(INPUT DATA)

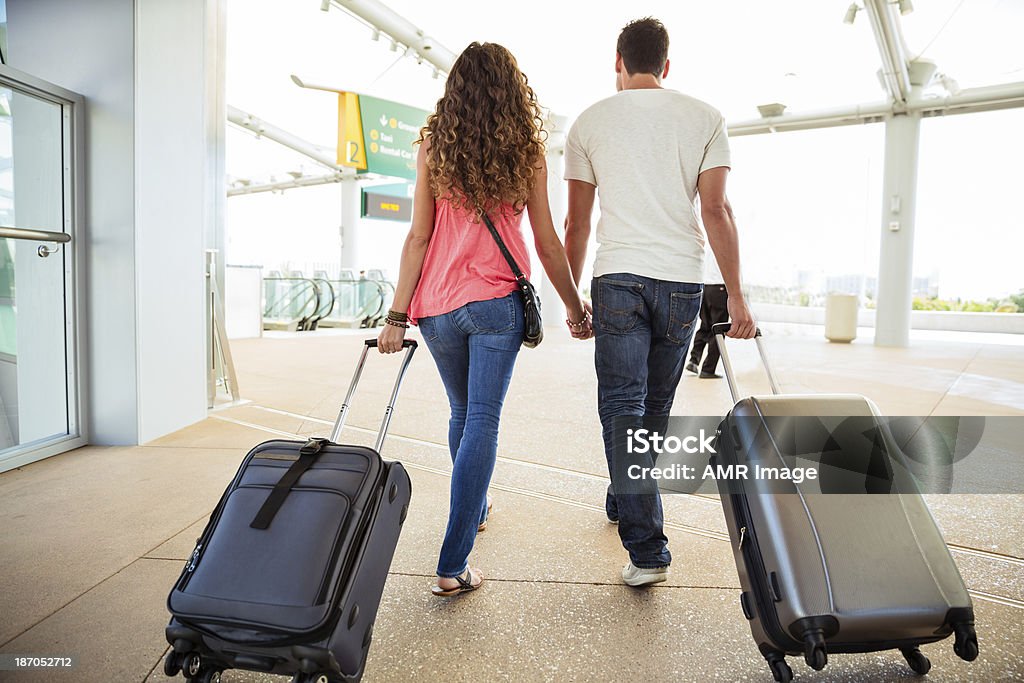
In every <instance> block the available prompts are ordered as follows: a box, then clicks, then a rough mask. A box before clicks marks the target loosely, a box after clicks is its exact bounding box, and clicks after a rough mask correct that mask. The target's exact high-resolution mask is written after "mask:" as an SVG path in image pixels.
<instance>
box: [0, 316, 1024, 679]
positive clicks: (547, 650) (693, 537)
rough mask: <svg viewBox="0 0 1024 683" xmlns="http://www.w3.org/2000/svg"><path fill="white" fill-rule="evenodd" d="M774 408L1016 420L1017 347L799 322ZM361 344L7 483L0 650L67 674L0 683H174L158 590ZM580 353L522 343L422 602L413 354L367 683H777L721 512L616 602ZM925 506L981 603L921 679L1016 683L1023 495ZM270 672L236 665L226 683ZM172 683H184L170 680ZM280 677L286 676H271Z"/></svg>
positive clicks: (0, 615)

(End INPUT DATA)

TASK INSTRUCTIONS: Can you rewrite the entries above as a JSON list of strings, with one string per line, blank lines skipped, and the pictures left out?

EXERCISE OUTPUT:
[
  "In every <instance> block the available prompts are ordered as follows: a box, then clicks, then a rough mask. A box before clicks marks the target loosely, a box after clicks is its exact bounding box, and clicks after a rough mask correct that mask. The target's exact high-resolution mask is written after \"mask:\" as an SVG path in image pixels.",
  "<instance>",
  "box: [0, 316, 1024, 679]",
  "positive clicks: (547, 650) (693, 537)",
  "rough mask: <svg viewBox=\"0 0 1024 683\" xmlns=\"http://www.w3.org/2000/svg\"><path fill=\"white\" fill-rule=\"evenodd\" d=\"M774 408L1016 420L1017 347L799 322ZM361 344L7 483L0 650L67 674L0 683H174L158 590ZM580 353L522 343L422 602L413 354L367 683H777L721 512L616 602ZM925 506L981 603L921 679L1016 683L1023 495ZM270 672L236 665L226 683ZM172 683H184L170 680ZM280 677L286 676H271Z\"/></svg>",
  "positive clicks: (0, 615)"
]